• _Written task_
Copy the records below verbatim, from their first line through the line containing "(1419, 134)", inclusive.

• _Exercise data_
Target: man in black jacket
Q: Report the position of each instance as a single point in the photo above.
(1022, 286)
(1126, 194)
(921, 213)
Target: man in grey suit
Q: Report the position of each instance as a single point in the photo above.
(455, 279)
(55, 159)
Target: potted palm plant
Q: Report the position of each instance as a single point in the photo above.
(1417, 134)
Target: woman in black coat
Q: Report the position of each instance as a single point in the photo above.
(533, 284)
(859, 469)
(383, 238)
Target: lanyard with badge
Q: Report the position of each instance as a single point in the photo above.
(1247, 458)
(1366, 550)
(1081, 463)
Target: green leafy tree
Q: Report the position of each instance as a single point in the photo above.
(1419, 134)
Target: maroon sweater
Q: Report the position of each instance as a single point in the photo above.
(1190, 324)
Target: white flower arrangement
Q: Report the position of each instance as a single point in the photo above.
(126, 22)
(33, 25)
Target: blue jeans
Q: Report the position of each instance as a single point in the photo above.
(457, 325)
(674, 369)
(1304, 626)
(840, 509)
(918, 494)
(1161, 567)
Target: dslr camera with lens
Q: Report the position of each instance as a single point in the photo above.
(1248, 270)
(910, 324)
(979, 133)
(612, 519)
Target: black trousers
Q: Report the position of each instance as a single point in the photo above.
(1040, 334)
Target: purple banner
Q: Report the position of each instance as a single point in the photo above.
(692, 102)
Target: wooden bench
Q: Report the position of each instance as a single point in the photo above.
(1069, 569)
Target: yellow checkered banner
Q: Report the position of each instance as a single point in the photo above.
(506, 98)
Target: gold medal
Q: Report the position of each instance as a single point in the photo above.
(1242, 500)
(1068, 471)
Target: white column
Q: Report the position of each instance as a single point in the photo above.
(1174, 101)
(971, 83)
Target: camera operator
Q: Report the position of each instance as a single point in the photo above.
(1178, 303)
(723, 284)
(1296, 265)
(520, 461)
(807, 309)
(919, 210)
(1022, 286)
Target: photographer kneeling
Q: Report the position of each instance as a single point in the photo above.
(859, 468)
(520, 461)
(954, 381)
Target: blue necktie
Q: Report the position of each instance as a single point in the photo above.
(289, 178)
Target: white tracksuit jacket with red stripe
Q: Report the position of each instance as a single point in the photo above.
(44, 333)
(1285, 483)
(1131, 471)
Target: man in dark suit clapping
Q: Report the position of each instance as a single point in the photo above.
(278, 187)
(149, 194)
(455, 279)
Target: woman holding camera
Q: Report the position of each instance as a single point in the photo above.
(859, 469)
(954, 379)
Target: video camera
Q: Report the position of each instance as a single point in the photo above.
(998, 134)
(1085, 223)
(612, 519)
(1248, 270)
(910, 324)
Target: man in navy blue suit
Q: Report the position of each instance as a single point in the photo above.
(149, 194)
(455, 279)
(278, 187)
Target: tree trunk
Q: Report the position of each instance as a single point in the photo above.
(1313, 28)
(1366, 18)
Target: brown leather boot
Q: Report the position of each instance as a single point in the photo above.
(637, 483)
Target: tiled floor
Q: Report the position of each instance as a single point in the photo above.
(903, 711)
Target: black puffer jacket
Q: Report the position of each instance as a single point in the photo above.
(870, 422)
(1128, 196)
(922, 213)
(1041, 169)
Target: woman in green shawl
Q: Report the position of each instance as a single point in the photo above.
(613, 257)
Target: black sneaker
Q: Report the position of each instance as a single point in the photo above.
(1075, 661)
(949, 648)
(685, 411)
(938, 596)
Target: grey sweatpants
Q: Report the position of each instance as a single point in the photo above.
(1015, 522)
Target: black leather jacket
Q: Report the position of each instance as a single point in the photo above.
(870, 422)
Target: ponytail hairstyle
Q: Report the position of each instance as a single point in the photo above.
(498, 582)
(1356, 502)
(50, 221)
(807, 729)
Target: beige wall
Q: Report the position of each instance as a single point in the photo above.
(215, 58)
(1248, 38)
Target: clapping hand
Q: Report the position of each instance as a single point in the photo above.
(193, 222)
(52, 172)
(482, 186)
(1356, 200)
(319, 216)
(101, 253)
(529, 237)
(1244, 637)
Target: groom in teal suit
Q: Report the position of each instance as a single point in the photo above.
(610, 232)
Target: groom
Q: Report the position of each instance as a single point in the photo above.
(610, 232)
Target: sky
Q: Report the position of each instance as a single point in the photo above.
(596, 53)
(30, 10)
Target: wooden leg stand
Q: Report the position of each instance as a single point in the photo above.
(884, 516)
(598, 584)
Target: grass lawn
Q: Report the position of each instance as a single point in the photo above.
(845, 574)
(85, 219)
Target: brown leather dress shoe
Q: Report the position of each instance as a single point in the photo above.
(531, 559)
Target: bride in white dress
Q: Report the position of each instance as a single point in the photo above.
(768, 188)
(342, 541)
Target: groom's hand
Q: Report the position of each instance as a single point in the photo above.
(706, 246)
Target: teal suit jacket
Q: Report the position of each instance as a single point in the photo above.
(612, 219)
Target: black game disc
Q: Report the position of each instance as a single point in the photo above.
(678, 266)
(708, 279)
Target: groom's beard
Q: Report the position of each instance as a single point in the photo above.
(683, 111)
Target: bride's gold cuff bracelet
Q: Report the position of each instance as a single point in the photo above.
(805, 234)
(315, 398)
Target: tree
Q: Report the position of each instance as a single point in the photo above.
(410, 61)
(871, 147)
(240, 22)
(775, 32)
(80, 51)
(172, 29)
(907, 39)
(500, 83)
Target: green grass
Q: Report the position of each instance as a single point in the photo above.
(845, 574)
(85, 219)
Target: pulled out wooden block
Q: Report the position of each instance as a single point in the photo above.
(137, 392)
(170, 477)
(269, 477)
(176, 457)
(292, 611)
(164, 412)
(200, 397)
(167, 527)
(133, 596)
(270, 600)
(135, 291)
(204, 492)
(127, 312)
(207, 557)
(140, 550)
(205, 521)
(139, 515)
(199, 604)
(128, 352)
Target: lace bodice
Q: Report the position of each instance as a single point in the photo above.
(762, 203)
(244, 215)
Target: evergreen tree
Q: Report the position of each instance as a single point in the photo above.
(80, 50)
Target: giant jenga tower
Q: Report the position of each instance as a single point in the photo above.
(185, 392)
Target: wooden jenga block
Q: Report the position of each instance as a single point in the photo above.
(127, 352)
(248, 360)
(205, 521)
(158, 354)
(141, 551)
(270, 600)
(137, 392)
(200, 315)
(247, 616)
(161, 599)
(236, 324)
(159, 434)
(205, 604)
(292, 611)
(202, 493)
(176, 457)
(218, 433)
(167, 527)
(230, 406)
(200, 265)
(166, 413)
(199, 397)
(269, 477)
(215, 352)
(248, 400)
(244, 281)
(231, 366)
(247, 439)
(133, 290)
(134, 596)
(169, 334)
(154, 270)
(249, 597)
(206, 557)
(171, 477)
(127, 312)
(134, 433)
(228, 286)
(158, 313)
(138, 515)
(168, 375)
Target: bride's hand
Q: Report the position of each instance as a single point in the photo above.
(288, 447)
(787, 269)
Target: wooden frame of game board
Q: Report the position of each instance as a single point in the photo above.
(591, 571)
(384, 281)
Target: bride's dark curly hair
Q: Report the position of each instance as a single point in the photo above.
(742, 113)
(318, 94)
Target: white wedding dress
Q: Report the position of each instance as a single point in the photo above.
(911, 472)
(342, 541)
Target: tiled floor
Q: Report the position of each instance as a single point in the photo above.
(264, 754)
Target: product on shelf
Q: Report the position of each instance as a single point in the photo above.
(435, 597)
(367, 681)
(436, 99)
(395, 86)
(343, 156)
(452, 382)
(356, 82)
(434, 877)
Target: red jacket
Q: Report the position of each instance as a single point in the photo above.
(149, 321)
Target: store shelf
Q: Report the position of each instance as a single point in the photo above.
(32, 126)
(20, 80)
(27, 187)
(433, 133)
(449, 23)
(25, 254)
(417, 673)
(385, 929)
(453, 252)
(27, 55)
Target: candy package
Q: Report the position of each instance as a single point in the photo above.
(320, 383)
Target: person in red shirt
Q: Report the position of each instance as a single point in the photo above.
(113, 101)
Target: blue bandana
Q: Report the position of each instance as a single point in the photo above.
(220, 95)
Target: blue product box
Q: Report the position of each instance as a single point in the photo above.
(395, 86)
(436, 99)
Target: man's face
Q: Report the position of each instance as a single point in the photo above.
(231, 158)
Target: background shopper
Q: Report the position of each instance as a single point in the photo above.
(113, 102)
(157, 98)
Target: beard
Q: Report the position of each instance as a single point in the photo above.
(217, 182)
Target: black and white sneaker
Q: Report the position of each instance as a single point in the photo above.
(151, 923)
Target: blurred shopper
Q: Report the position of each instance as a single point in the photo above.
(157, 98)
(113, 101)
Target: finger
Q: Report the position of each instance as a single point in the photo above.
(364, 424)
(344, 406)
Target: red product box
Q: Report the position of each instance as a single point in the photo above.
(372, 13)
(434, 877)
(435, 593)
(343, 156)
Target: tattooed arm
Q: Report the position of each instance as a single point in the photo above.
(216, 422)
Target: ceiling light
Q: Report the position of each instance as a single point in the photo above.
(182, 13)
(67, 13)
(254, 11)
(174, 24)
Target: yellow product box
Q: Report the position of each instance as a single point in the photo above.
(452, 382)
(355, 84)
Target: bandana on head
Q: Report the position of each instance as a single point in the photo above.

• _Answer in full_
Target: man in black jacket
Q: Report the position of each instance as a single point in the photo above.
(1022, 286)
(1126, 194)
(921, 213)
Target: man in grey suit
Q: Report the position of each instance as a single point in the photo above.
(455, 279)
(55, 159)
Target: potted palm plant
Q: Report the position of each instance as a single point in the photo above.
(1417, 134)
Target: woman in black coat
Q: Report the position of each instance as a single point in the photo above.
(533, 284)
(859, 469)
(383, 238)
Target: lanyard with badge
Q: Report the position of each instance as a single point in the photo above.
(1247, 458)
(1366, 550)
(1081, 463)
Target: green leafy tree
Q: Report the position of each instance as a single point in the photo above.
(1419, 134)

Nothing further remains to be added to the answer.